= DATA =

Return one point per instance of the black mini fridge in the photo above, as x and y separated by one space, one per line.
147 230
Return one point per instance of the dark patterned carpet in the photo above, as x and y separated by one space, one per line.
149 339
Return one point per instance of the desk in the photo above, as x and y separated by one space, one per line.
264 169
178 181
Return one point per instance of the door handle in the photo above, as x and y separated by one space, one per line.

= OBJECTIVE =
Transcribe each entry precisely, missing none.

= THE OUTPUT =
Return one point per instance of the black mini fridge in the photo above, as x and y separated by one space, one per line.
147 230
Return one point per instance of the dark patterned carpet in the photo above, as x and y separated by one space, one per line.
149 339
Return one point per instance of the desk in the photo above, as x and y separated by one space, one per line.
264 169
178 181
Return one point per instance of the door handle in the photo above, as x and y separated by one space, one per line.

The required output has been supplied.